[[ Document segment open ]]

Temporal Reasoning Is Not the Bottleneck: A Probabilistic Inconsistency Framework for Neuro-Symbolic QA
A new framework achieves 100% accuracy on temporal arithmetic by fixing text-to-event conversion, not reasoning.
A new preprint from Tran Quang Liem overturns a common assumption in AI: that large language models (LLMs) struggle with temporal reasoning due to inherent limits in logical deduction. Instead, the paper argues the real bottleneck is converting unstructured text into structured event representations. The proposed framework, driven by a Probabilistic Inconsistency Signal (PIS), explicitly separates semantic extraction from symbolic reasoning. It lifts text into explicit event graphs with interval constraints, then uses Evidential Deep Learning on LLM hidden states to detect structural inconsistencies.

[[ Document segment closed ]]
[[ Recorded data open ]]

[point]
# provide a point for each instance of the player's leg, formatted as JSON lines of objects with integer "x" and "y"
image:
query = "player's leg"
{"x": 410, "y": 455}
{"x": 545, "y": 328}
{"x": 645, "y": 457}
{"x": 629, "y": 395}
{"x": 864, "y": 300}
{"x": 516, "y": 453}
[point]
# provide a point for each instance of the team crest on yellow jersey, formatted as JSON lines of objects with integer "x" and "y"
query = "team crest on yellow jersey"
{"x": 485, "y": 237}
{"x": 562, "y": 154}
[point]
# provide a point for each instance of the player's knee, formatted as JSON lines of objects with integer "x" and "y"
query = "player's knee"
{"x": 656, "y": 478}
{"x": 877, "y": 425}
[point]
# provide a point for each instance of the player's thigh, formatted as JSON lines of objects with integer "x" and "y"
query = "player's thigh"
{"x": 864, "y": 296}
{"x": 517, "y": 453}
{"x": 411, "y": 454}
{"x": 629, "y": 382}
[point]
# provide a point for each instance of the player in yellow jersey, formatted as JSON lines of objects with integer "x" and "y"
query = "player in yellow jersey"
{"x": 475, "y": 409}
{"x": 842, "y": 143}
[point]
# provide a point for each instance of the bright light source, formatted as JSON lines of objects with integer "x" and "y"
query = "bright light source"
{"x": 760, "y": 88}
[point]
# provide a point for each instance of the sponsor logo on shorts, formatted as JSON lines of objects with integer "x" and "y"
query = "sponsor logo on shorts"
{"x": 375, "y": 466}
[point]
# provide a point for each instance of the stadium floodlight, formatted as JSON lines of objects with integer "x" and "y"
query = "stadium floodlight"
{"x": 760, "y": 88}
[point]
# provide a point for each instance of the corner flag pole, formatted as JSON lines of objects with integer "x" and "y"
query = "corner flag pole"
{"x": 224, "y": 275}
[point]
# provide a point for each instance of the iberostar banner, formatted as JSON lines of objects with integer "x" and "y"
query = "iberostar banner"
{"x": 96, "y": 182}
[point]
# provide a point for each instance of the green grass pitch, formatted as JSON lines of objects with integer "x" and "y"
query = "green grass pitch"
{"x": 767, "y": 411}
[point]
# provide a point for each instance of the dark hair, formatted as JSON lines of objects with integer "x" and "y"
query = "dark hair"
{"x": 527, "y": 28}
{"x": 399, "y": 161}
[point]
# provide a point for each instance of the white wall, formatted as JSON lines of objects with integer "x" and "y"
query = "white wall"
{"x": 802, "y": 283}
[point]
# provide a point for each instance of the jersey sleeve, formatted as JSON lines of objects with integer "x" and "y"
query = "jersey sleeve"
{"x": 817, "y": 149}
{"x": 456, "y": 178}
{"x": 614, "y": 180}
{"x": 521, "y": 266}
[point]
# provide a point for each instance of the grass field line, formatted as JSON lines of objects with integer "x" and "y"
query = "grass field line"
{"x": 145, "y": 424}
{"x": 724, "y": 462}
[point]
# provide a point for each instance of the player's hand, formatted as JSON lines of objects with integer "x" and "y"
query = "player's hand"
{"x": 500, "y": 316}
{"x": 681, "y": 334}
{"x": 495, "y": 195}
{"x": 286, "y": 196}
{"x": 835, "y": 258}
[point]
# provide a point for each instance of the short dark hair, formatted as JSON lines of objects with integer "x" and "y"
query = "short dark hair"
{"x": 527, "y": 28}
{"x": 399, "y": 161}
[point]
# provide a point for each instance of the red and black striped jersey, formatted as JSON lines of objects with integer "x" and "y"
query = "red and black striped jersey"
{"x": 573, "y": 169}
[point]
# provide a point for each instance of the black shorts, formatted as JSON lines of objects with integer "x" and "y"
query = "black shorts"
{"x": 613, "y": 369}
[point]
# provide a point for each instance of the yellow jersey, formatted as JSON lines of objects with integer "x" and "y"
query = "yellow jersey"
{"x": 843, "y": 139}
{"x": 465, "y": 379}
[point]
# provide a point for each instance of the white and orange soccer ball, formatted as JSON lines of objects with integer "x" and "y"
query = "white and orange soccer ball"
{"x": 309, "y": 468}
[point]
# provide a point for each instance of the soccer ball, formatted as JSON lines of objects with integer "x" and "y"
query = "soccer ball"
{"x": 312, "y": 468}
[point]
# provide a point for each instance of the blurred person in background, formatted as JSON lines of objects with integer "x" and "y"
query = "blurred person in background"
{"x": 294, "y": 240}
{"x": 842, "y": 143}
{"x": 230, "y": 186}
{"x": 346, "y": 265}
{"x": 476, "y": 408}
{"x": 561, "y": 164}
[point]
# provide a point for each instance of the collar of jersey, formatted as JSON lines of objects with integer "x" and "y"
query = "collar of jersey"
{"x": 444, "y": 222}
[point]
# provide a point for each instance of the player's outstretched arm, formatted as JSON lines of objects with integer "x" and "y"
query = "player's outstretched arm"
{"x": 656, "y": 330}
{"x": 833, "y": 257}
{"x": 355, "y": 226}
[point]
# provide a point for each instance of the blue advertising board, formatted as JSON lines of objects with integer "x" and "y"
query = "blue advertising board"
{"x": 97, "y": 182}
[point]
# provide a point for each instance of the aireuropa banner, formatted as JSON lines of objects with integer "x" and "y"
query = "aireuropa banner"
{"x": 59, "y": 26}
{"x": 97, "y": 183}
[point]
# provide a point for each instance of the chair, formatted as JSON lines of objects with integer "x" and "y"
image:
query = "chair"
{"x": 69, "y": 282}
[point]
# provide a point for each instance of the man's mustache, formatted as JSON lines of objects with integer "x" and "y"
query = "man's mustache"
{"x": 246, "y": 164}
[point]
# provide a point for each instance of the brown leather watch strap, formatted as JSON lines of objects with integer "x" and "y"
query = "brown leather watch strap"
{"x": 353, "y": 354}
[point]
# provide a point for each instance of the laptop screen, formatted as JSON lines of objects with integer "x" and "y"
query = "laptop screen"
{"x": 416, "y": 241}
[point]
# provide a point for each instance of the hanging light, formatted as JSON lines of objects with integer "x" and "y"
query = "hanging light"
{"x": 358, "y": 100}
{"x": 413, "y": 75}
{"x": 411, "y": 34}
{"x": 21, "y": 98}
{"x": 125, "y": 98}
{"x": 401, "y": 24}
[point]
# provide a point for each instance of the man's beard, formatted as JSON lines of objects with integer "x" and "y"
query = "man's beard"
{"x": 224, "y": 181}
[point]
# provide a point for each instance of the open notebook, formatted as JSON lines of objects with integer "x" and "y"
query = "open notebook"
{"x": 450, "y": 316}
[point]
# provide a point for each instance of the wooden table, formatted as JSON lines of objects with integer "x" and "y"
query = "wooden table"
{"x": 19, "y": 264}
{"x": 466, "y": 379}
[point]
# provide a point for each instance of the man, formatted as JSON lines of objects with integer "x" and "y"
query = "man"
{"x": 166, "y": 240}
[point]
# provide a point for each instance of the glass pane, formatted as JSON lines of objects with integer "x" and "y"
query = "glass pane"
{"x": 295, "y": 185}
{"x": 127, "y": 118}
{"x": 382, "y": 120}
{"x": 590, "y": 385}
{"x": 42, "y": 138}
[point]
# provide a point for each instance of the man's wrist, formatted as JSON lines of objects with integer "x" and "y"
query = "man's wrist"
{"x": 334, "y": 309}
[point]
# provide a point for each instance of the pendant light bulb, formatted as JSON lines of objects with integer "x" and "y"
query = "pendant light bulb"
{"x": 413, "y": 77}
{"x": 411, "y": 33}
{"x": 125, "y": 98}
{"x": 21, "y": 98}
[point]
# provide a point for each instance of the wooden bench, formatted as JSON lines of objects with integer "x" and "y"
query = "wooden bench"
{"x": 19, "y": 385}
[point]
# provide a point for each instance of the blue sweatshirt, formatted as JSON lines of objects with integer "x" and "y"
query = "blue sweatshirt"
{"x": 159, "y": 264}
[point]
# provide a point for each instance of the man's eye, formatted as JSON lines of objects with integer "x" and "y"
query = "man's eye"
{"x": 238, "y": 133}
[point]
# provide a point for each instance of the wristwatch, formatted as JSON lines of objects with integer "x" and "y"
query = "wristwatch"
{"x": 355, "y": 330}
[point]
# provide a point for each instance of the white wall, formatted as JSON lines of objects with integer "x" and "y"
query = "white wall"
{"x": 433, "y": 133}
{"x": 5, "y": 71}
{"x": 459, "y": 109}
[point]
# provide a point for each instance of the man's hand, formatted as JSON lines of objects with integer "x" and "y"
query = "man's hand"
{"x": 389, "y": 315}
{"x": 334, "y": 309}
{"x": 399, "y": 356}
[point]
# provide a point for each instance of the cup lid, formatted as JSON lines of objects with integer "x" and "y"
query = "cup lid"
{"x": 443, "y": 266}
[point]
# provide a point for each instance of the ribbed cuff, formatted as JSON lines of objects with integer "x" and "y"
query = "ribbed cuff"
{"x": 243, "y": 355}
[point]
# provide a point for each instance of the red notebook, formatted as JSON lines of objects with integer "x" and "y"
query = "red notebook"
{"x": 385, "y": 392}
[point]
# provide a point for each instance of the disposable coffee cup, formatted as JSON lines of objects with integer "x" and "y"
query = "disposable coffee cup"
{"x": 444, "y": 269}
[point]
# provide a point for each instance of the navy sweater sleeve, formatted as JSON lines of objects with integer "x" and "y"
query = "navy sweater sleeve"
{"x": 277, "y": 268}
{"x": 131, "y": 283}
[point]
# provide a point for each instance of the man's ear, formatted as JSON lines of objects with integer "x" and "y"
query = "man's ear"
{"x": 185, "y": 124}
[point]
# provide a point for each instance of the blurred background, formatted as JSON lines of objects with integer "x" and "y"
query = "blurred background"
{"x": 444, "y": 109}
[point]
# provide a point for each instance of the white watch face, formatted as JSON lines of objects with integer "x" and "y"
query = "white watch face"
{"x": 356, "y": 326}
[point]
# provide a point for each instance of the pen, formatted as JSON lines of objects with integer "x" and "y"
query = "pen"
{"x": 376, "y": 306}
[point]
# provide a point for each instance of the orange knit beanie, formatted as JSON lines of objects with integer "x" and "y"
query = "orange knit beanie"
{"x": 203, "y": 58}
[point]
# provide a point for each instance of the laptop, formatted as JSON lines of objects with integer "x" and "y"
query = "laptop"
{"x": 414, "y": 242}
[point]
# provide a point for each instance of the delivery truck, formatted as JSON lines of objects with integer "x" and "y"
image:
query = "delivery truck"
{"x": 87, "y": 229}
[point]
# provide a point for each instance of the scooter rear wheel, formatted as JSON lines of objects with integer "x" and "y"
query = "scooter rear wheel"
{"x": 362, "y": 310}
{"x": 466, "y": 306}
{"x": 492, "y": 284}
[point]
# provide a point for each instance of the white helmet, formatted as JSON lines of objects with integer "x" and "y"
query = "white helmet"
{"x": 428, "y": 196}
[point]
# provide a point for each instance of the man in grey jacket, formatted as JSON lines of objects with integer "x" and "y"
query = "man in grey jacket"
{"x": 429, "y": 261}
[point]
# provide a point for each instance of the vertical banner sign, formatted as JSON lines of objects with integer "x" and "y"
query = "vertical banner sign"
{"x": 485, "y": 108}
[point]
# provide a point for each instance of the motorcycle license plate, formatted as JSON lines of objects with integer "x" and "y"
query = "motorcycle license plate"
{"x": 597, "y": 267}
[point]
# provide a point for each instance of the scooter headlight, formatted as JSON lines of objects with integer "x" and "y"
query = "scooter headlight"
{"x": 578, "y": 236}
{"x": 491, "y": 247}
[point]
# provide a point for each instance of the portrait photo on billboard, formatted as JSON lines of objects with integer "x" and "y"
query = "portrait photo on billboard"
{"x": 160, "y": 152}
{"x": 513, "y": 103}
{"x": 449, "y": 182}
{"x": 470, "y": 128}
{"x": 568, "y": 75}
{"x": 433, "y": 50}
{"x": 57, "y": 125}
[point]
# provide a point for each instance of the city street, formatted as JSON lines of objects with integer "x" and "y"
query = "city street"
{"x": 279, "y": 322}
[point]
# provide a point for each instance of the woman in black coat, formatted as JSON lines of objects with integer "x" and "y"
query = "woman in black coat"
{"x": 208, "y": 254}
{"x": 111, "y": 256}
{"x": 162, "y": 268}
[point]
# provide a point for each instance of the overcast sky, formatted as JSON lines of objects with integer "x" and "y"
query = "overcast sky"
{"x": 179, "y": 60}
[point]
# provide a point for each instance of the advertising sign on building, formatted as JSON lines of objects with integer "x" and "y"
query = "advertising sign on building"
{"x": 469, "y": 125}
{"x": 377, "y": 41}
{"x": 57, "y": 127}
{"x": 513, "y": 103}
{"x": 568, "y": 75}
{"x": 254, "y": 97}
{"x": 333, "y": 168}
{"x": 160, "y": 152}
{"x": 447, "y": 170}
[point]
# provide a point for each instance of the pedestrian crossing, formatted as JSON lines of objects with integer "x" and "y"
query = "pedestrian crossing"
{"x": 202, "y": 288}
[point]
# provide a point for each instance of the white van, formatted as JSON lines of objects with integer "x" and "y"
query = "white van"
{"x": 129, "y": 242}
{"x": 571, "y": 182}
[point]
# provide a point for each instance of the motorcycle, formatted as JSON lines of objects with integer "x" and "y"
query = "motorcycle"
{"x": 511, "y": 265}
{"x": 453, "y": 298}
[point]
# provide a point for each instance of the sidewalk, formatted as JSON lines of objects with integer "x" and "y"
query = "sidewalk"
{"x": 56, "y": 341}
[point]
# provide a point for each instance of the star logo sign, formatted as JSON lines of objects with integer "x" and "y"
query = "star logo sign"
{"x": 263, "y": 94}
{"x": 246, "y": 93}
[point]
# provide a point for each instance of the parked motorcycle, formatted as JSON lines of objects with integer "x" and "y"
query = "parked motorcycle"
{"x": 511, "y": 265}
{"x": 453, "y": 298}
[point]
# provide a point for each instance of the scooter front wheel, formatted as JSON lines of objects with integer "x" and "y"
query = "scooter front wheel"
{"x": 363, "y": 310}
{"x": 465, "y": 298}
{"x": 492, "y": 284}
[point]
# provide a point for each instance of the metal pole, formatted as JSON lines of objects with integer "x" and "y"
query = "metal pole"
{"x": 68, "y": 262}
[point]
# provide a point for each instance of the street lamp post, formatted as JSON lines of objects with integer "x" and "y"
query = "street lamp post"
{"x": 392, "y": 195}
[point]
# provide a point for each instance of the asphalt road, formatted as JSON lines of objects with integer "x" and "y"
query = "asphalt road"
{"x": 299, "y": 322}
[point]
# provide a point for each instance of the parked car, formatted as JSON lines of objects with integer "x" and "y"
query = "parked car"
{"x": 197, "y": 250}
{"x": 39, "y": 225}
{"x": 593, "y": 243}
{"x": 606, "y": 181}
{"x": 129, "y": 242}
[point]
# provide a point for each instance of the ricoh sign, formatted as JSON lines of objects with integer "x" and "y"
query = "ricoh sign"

[[ Recorded data closed ]]

_Tasks_.
1. According to the preprint summary, what does the paper identify as the real bottleneck in temporal reasoning?
2. Update the stretch of the preprint summary from "Temporal Reasoning Is" through "conversion, not reasoning." by putting "precision" in place of "accuracy".

_Solutions_.
1. The real bottleneck is converting unstructured text into structured event representations.

2.
Temporal Reasoning Is Not the Bottleneck: A Probabilistic Inconsistency Framework for Neuro-Symbolic QA
A new framework achieves 100% precision on temporal arithmetic by fixing text-to-event conversion, not reasoning.